_REQUIREMENT_
In full and without alteration, give the listing again.
● ● ● ● ●
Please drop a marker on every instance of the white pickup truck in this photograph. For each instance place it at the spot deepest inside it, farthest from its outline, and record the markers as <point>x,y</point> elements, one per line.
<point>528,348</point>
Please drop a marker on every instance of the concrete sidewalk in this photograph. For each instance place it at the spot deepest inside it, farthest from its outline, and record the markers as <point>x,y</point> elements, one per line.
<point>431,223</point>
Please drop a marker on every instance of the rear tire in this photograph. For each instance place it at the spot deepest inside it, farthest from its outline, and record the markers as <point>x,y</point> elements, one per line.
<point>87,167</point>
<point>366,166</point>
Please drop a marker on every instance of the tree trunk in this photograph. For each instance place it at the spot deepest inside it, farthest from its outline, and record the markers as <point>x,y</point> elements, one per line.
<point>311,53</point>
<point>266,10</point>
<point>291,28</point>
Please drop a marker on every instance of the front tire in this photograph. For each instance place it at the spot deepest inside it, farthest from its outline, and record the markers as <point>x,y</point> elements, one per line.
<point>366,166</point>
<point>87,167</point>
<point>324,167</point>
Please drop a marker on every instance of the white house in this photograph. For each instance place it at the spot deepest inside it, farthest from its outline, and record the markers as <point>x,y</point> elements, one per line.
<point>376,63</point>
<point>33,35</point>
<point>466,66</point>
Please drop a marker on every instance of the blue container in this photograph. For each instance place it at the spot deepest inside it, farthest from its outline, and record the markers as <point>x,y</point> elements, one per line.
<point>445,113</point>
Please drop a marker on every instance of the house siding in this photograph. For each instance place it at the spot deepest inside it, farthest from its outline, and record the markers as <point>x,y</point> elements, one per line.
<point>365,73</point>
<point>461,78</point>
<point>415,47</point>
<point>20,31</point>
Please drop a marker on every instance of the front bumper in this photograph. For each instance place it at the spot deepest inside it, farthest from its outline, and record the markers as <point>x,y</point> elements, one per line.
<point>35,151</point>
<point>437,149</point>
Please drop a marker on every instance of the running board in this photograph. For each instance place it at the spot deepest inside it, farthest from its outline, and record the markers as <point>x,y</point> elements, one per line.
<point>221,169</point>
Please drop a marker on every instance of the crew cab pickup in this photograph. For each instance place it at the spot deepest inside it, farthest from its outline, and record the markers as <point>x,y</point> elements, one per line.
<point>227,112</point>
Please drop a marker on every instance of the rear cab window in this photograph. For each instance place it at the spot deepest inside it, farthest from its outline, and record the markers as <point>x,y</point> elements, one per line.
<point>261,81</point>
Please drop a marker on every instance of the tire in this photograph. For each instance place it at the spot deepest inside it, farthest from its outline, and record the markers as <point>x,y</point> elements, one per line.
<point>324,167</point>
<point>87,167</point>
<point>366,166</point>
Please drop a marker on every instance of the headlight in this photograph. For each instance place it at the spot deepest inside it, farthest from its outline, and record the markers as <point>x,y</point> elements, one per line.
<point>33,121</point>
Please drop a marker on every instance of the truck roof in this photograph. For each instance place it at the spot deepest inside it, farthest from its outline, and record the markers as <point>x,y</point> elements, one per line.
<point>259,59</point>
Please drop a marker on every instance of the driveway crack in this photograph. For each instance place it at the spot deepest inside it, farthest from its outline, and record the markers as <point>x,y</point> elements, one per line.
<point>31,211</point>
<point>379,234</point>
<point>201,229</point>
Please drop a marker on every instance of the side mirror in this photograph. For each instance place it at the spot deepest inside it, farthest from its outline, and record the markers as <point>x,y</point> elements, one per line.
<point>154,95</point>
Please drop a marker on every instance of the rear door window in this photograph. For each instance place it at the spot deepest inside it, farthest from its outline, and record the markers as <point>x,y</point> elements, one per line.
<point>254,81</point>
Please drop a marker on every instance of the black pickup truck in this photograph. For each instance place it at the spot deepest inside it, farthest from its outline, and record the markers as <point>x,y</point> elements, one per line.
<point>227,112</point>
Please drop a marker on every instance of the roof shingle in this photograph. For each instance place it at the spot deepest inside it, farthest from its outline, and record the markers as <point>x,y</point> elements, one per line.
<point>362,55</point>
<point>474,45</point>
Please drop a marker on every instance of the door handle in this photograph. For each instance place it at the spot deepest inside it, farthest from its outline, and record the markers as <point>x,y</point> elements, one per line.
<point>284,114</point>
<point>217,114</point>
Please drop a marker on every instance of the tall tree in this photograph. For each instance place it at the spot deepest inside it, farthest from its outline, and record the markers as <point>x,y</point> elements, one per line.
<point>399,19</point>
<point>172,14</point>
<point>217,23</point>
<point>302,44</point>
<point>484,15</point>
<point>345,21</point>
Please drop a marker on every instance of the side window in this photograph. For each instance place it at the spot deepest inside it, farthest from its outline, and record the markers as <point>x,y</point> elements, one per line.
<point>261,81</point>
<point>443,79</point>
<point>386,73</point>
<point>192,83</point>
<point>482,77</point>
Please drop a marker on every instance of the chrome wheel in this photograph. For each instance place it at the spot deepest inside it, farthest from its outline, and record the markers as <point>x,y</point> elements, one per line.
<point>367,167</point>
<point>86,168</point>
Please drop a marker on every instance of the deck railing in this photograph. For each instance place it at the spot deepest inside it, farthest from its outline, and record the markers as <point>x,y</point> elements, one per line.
● ● ● ● ●
_SOLVED PROBLEM_
Please drop a marker on every instance of the white pickup truck in this photograph. For each instance place it at the spot deepest inside it, farthest from its outline, and record the markers as <point>x,y</point> elements, one per line.
<point>528,348</point>
Please drop a marker on every instance of the concrete sidewalk in this photograph. For each instance place it at the spot deepest inside it, farthest from its outline, and record the markers as <point>x,y</point> elements, one per line.
<point>431,223</point>
Please drop a marker on every instance of the rear tire in this photograph. For each instance place it at the spot deepest inside it, farthest from its outline, and record the markers as <point>x,y</point> elements, one per line.
<point>87,167</point>
<point>366,166</point>
Please drop a marker on every instance of the tree trunk in this photograph. For each instance place it at the spot deepest inside it, farthest from its outline, and record the markers as <point>x,y</point> elements, one per line.
<point>311,53</point>
<point>266,10</point>
<point>291,28</point>
Please drop a marker on every instance of the front tire in this photograph. For each instance place it at the spot deepest inside it, farthest from its outline, and record the markers as <point>x,y</point> elements, one per line.
<point>366,166</point>
<point>87,167</point>
<point>324,167</point>
Please drop a marker on every instance of the white house in this photograph. For each instance place it at the spot deepest inside it, farthest from its outline, and record the markers as <point>x,y</point> elements, one per line.
<point>376,63</point>
<point>33,35</point>
<point>466,66</point>
Please drop a marker on every instance of the blue container in this photograph. For each instance place it at the spot deepest inside it, farthest from its outline, and record the markers as <point>x,y</point> elements, one per line.
<point>445,113</point>
Please drop a marker on every instance of the house siding in this photograph. For each instance place it at the spot deepest inside it, farthest from its outline, and record the markers as <point>x,y</point> elements, one per line.
<point>365,73</point>
<point>461,78</point>
<point>415,47</point>
<point>20,31</point>
Please drop a marker on every instance of the front bumper in this photograph. For each instance place it at the spot deepest inside it, farthest from its outline, and record the markers as <point>x,y</point> elements, one per line.
<point>35,151</point>
<point>437,149</point>
Please drop a marker on every instance of the running board in this photograph. For each instance place it at the spot deepest inside it, farthest from its outline, and record the markers as <point>x,y</point> elements, one per line.
<point>221,169</point>
Please drop a marker on every instance of the crew cab pickup in this photograph. For each instance place it at the spot deepest inside it, farthest from its outline, and record the markers as <point>x,y</point> elements, one per line.
<point>227,112</point>
Please drop a marker on every instance of the rear cab window in this photograph. For each instance place it at the spot deepest inside it, farthest from its outline, and record the markers as <point>x,y</point> elements, one per line.
<point>261,81</point>
Please drop a marker on every instance of the tire in this photograph. For each instance place it at the spot deepest inside it, farthest from its outline, and record the markers as <point>x,y</point> elements, one per line.
<point>324,167</point>
<point>87,167</point>
<point>366,166</point>
Please drop a marker on every instance of the headlight in this photograph. For each instance place it at the spot deepest inside it, farthest from its outline, and record the markers as <point>x,y</point> elements, one per line.
<point>33,121</point>
Please drop a marker on every instance of the truck roof in this photograph. For each instance place it at the spot deepest inside it, farthest from its outline, and record the markers as <point>x,y</point> elements, one per line.
<point>259,59</point>
Please drop a marker on every instance of the driveway crack in this photograph. For each instance place it at the spot deepest inside it, farthest from its outline, and record the markers as <point>x,y</point> elements, one per line.
<point>31,211</point>
<point>379,234</point>
<point>201,229</point>
Please drop a marker on every instance of the side mirror in this photograph. For each instance place it at the spot deepest inside it, farthest from its outline, and record the markers as <point>x,y</point> elements, one per line.
<point>154,95</point>
Please drop a marker on every instance of the rear door window in this photograph. For each instance place it at the spot deepest inside it, farthest from its outline, and record the markers as <point>x,y</point> elements, one per line.
<point>254,81</point>
Please drop a marker on every instance of the black pickup truck in this photograph. For each instance place it at the spot deepest inside it, farthest from its outline, and record the markers as <point>x,y</point> elements, one per line.
<point>227,112</point>
Please drop a marker on every instance of the roof shingle in this photograph. For each instance place it at the spot deepest inside it, farthest from its outline, and record the markers as <point>x,y</point> elements, one per line.
<point>362,55</point>
<point>474,45</point>
Please drop a marker on every instance of the door handle in this photograph. For each instance place it at the spot deepest inside it, farthest from its outline, and record the markers as <point>x,y</point> elements, one per line.
<point>284,114</point>
<point>217,114</point>
Please drop a marker on every instance of the tall tree in this photograph. For each instance place it at the spot deepest inside it, farthest from its outline, and record the markers as <point>x,y</point> elements, one per line.
<point>399,19</point>
<point>172,14</point>
<point>217,23</point>
<point>302,44</point>
<point>484,15</point>
<point>345,21</point>
Please drop a marker on every instance of the side window in this photograph. For each instance place it at the spot deepest inside it, farthest from its outline, and record the markers as <point>x,y</point> elements, one per line.
<point>261,81</point>
<point>443,79</point>
<point>386,73</point>
<point>192,83</point>
<point>482,77</point>
Please drop a marker on every instance of the chrome wheel in this photograph. For each instance place it at the spot deepest inside it, farthest from its outline, and record the markers as <point>x,y</point> elements, one per line.
<point>367,167</point>
<point>86,168</point>
Please drop a marker on every instance of the deck railing in this photograph. For each instance place it at the spot deepest inside it, farthest from its outline, and record the markers as <point>x,y</point> elements, one per line.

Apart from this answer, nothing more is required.